Kurze Übung: Entnimm den Datensätzen unten die Zeilen ab der Zeile mit „the leafy bush“ bis zum Ende der Datensätze, beide Enden eingeschlossen. Gib sie Zeile für Zeile unverändert wieder.

Gezeigte Datensätze:
....

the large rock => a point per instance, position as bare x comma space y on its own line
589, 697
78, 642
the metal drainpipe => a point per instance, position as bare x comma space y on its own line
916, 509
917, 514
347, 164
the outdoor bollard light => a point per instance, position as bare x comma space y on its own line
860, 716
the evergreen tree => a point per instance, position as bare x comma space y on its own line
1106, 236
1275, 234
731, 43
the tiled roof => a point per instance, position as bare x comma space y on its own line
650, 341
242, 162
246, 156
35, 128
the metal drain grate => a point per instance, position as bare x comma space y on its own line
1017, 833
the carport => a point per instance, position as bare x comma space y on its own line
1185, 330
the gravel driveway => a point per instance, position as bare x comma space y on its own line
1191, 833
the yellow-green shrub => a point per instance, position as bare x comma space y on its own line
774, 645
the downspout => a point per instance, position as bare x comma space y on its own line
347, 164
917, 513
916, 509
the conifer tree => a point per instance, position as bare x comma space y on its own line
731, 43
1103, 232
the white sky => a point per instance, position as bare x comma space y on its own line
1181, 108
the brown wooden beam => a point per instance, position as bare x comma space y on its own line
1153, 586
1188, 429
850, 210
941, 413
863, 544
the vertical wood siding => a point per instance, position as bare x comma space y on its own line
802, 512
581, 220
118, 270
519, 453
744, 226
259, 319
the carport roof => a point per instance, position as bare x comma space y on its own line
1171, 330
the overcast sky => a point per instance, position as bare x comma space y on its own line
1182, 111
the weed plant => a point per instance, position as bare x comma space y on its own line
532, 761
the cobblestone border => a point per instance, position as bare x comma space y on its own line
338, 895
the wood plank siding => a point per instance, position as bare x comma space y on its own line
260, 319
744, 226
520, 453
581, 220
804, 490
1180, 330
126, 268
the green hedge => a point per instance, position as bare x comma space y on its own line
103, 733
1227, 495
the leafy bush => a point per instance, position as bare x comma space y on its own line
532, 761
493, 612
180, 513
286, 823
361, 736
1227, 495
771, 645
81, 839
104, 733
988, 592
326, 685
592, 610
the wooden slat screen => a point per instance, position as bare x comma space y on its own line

....

Die Antwort:
the leafy bush => a point per instance, position as bare x comma space y on its own line
532, 761
493, 612
180, 513
286, 823
361, 736
1227, 495
771, 645
81, 839
104, 733
988, 592
326, 685
592, 610
the wooden slat screen => a point per instance, position as bare x comma space y on its own line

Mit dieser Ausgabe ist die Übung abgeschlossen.